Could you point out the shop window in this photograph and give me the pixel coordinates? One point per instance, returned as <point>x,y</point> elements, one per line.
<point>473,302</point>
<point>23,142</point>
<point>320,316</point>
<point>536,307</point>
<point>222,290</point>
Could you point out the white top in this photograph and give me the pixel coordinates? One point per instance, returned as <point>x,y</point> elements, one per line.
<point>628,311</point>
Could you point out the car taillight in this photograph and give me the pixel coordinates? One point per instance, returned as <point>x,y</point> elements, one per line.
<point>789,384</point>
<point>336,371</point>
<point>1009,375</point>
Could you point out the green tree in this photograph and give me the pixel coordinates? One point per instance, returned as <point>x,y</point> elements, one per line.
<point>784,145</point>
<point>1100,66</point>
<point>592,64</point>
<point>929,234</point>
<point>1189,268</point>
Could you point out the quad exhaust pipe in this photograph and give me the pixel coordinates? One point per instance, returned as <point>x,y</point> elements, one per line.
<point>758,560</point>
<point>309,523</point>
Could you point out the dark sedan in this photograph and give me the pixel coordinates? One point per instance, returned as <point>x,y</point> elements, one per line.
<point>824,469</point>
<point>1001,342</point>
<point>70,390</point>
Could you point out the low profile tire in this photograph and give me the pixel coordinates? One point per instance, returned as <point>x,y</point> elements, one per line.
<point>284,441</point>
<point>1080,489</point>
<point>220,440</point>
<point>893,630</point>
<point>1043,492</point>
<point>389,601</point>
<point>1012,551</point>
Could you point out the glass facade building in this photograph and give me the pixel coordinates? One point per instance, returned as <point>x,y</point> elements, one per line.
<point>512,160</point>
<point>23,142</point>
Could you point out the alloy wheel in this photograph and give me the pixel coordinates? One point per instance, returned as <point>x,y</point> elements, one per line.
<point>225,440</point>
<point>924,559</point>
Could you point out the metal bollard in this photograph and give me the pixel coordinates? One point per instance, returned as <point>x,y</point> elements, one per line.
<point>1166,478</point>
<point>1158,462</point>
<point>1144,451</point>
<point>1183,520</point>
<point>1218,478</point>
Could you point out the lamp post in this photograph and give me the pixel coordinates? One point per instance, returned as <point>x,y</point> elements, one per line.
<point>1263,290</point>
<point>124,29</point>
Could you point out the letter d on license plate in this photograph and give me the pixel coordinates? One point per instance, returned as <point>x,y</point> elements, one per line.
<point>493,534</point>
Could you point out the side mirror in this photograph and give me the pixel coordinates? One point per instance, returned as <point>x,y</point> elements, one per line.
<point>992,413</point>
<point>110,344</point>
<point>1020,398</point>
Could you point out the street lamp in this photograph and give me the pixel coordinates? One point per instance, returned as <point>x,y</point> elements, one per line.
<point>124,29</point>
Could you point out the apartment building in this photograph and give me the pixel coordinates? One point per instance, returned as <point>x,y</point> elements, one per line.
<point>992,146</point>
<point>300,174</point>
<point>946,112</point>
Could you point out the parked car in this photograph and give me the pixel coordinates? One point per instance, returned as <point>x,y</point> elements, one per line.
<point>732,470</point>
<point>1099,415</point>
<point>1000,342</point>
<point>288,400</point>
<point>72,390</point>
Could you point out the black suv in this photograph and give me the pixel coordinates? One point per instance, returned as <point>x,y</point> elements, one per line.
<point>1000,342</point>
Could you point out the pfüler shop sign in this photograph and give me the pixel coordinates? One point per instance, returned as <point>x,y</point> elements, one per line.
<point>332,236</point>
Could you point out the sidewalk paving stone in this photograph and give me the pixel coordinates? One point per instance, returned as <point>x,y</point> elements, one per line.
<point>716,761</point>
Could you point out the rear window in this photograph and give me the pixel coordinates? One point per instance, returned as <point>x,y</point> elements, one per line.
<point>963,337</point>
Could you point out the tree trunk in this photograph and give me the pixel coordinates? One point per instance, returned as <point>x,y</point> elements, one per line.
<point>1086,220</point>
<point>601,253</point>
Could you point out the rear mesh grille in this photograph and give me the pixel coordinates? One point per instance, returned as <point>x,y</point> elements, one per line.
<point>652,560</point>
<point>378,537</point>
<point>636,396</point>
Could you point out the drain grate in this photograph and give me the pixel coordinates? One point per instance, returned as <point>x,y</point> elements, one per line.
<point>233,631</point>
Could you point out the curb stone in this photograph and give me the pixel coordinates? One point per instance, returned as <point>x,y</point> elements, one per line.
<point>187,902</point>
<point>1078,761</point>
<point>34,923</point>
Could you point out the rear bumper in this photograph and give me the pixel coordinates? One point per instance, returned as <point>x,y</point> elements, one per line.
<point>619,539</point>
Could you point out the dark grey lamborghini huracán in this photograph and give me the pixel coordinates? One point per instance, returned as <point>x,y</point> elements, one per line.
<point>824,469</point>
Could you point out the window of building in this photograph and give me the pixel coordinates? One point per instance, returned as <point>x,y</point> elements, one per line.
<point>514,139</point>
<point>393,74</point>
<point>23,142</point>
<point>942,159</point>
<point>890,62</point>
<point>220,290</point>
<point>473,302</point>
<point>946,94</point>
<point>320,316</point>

——————

Please set down all of the entries above again, word for word and in their original order.

Could you point out the shop window in this photograph and give me the pixel coordinates? One point per instance, returned as <point>x,y</point> elements, one per line.
<point>473,302</point>
<point>23,142</point>
<point>320,316</point>
<point>536,307</point>
<point>222,290</point>
Could you point out the white top in this photograph and give me the pixel coordinates? One point per instance, returned as <point>x,y</point> elements, one per line.
<point>628,311</point>
Could you point out the car taillight in this photograph and give me the pixel coordinates? One point per instance, returned as <point>x,y</point> elements, one per line.
<point>789,384</point>
<point>336,371</point>
<point>1009,375</point>
Could you point out the green tree in this photograph and give me the pixel coordinates? One point per instance, returned as <point>x,y</point> elements, one per line.
<point>784,145</point>
<point>1100,66</point>
<point>592,64</point>
<point>929,234</point>
<point>1189,268</point>
Could you point out the quad exhaust pipe in this photograph and give me the pixel coordinates? One point per instance, returned as <point>x,y</point> elements, one per line.
<point>758,560</point>
<point>309,523</point>
Could you point out the dark sedan in this photograph and give me the pixel coordinates? One point per instance, returned as <point>x,y</point> elements, one per line.
<point>824,469</point>
<point>1001,342</point>
<point>70,390</point>
Could you point out the low profile tire in this photograph and give me the pixel coordinates? One point per instance, returned as <point>x,y</point> elements, one per line.
<point>284,441</point>
<point>1080,489</point>
<point>220,440</point>
<point>893,630</point>
<point>1043,492</point>
<point>389,601</point>
<point>1012,551</point>
Could you point out the glass facade building in this photograph and give me the pixel coordinates? One point per instance, returned as <point>x,y</point> elements, one per line.
<point>512,160</point>
<point>23,142</point>
Could you point out the alloy wheel in this photograph and give me the pixel coordinates? One point per instance, returned as <point>x,y</point> elements, one per line.
<point>225,440</point>
<point>924,559</point>
Could you point out the metal bollard in this photograph and give me the pixel coordinates? One point per instance, returned as <point>x,y</point> elements, one per line.
<point>1166,478</point>
<point>1158,462</point>
<point>1144,451</point>
<point>1183,520</point>
<point>1218,478</point>
Could you point out the lamp post in this photograph and give me the pixel coordinates? One point per instance, returned as <point>x,y</point> elements, one per line.
<point>1263,290</point>
<point>124,29</point>
Could you point out the letter d on license plate in this photograph and give me the pixel coordinates? One point per instance, returned as <point>x,y</point> elements, one per line.
<point>493,534</point>
Could you point out the side mirror in this photograph and give me the pixel coordinates? One point per instance, returned as <point>x,y</point> elements, one per line.
<point>992,413</point>
<point>110,344</point>
<point>1020,398</point>
Could you point out the street lamp in this photograph and give me the pixel coordinates? One point per instance, returned as <point>x,y</point> elements, one per line.
<point>124,29</point>
Could you point out the apartment building in this photograph and give me the pixel coordinates? One point per instance, returned as <point>x,y</point> elements, one per line.
<point>992,146</point>
<point>300,174</point>
<point>946,112</point>
Could you point out the parked car in this photograph and give me the pixel coordinates? One point per instance, returned as <point>x,y</point> elements, one per line.
<point>732,470</point>
<point>1099,415</point>
<point>1000,342</point>
<point>288,400</point>
<point>72,390</point>
Could you point out the black suv in this photograph and give me the pixel coordinates? One point per instance, returned as <point>x,y</point> elements, one per line.
<point>1000,342</point>
Could you point out the pfüler shop sign in this photograph and give me the pixel coordinates? One point per instance, returned as <point>x,y</point> elements, one per line.
<point>332,236</point>
Could you point out the sidewalk paving stone in this photograph and give me the pixel coordinates? One point per instance, returned as <point>x,y</point> elements, one per line.
<point>716,761</point>
Could you point out the rear window in this photograph and give me the pixel coordinates? One point per instance, returned as <point>x,y</point> elements, one per line.
<point>963,337</point>
Could you point out the tree trunk in this photograph and give me the pixel coordinates? One point per instance, returned as <point>x,y</point> elements, one per line.
<point>1086,220</point>
<point>601,253</point>
Could you point out the rear mesh grille in this photograph and give me the pixel coordinates? One point per instance, returned as <point>x,y</point> elements, one per line.
<point>652,560</point>
<point>378,537</point>
<point>636,396</point>
Could you point out the drain grate in this photograph and give me the pixel coordinates? One point per instance, returned as <point>x,y</point> elements, one per line.
<point>233,631</point>
Could you point out the curb stone in this photograph and give me the pixel coordinates? One point per instance, returned as <point>x,y</point> elements, one per line.
<point>187,902</point>
<point>1078,761</point>
<point>34,923</point>
Could you point out the rear bumper in this photograph and give me the pixel coordinates? One point per instance, returned as <point>x,y</point> elements, one per line.
<point>619,539</point>
Could you point out the dark grey lamborghini huracán in this photograph and give me the pixel coordinates? One point per instance, returned as <point>x,y</point> elements, one per line.
<point>824,469</point>
Could you point out the window of building in this photograph and give me the pixel coordinates? One point per instance, returned as <point>x,y</point> elements, one per line.
<point>514,139</point>
<point>393,74</point>
<point>23,142</point>
<point>942,159</point>
<point>890,62</point>
<point>220,290</point>
<point>473,302</point>
<point>946,94</point>
<point>320,316</point>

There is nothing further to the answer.